- _WRITTEN TASK_: Write the next part of the Richfield Coliseum history, starting right after its last sentence.

- _PROVIDED TEXT_:
===============

The Richfield Coliseum

Richfield Coliseum 12/03/11 - The rise and fall of the Richfield Coliseum is the most complex subject on this Website. It is a 30-year story that encompasses numerous local and state lawsuits, political battles, national parkland creation, professional sports successes and failures, and big money. As a result, this simple Webpage is piecemealed and incomplete. However, thanks to various websites and Ron Cockwell's online text A Green Shrouded Miracle, The Administrative History of Cuyahoga Valley National Recreation Area, Ohio this page at least provides a decent synopsis.

Click "full story" below...


In 1972, four years after Blossom Music Center opened in the village of Northampton as the summer home of the Cleveland Orchestra, Interstate 271 was completed. Initially, I271 (which connected I-71 and I-90) was slated to pass through the nearby village of Penninsula, but local opposition caused the interstate to be rerouted to the west of Penninsula through the village of Richfield instead. Suddenly the junction of I271, I80, and I77 became an ideal development area, as countless travellers passed through the location each day, and over five million people lived less than an hour away.

Nick Milletti Meanwhile, both the Cleveland Arena and Municipal stadium were showing their age. The Arena (located at 3717 Euclid Avenue and home to the world's first rock concert) was home to Cleveland millionaire Nick Mileti's fledgling Cavaliers and the Crusaders, and was built in 1937. Municipal Stadium, which was home to Mileti's Indians, was built in 1931. It was Mileti's plan to move both his Indians out of the aging Municipal Stadium (and prevent the team from relocating to New Orleans), and also move his Cavaliers and Crusaders out of the aging Arena. And Richfield would be ground zero.

The Coliseum was embattled from the start, with the aforementioned lawsuits, injunctions, the arguably crooked creation of a national park, and numerous other problems haunting it every step of the way, many of which can be read about in chapter 3 of A Green Shrouded Miracle. Nontheless, the anti-Coliseum battle was eventually lost, and at a cost of $36 million, the 20,000 seat Coliseum opened to a Frank Sinatra concert on October 26, 1974. Reportedly, the parking lots were not even completed yet. And while the Coliseum became the new home of the Cavaliers and several incarnations of hockey teams, the Indians were to remain in Cleveland. Coliseum T-Shirt

Despite all of the great concerts and sporting events that engaged millions of people over the next 20 years, the Coliseum was never able to overcome its poor location, traffic congestion, and poor concourse and loge layout. Brothers George and Gordon Gund purchased controlling interest in the Coliseum in 1981 and purchased the Cavs two years later. When plans for Gund Arena were announced in 1991, the writing was on the wall. After a Roger Daltrey concert on September 1, 1994, the Richfield Coliseum closed its doors for good.

===============

- _SOURCE DATA_:
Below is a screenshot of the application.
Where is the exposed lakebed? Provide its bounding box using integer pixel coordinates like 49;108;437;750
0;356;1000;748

===============

- _RESULT OF THIS EXERCISE_:
The Coliseum sat dormant for five years, while talk of turning it into various things, such as a prison and a mega-mall, came and went. Eventually an agreement was reached to sell the property to the park system, and in March of 1999 the first wrecking ball struck. A security guard I spoke with at the time told me that the wrecking ball actually bounced off of the Coliseum when it first hit. It would seem that the Coliseum, so well-built and in a final act of defiance, was simply unwilling to give up the ghost after only 25 years. Nonetheless, demolition prevailed, and the structure's 30-year battle against the opponents who fought it so vehemently was over. Today, there is no trace of the structure, and the 327-acre site is now part of the Cuyahoga National Park.

Eventually I will post pictures from someone who broke in when it was being demolished...

Watch the Cavs "Miracle of Richfield," a fantastic Coliseum video at YouTube here.

Cleveland Arena
The Arena
Seating Layout
Seating Layout
Ticket Stub
Dead Stub
Cleveland Force
The Force
5 Years
Barons Pin
10 Years


Comment from: annette [Visitor]
I worked as a ticket seller at the Coliseum for many years and I miss that place so much for many job I ever had, great people, great shows and never a parking or traffic headache...hop on expressway and go.
03/16/12 @ 11:29
Comment from: Kathi [Visitor]
The Coliseum was a much better venue for watching hockey than the Gund/Q is. I also miss the walkway inside the seating area where you could walk about while watching what was going on down on the ice between periods. I still miss that place. But I don't miss the bad access roads (it was much better when they put the back road off of Black Road in) or trying to get there on a snowy evening!
04/23/12 @ 13:27
Comment from: Randy [Visitor]
I have many great memories of the Coliseum. Our family had season tickets to the Cleveland Force in the early '80s and enjoyed concerts in the late '80s. I was sad to see it go because it was so easy to get to instead of driving to downtown Cleveland.
05/24/12 @ 08:08
Comment from: Scott [Visitor]
I have great memories of the Coliseum...I attended many WHA Crusaders games and NHL Barons games in the 1970's. The Force and Crunch soccer teams kept me busy in the 1980's. It was a long drive on a snowy night, but the memories are nice.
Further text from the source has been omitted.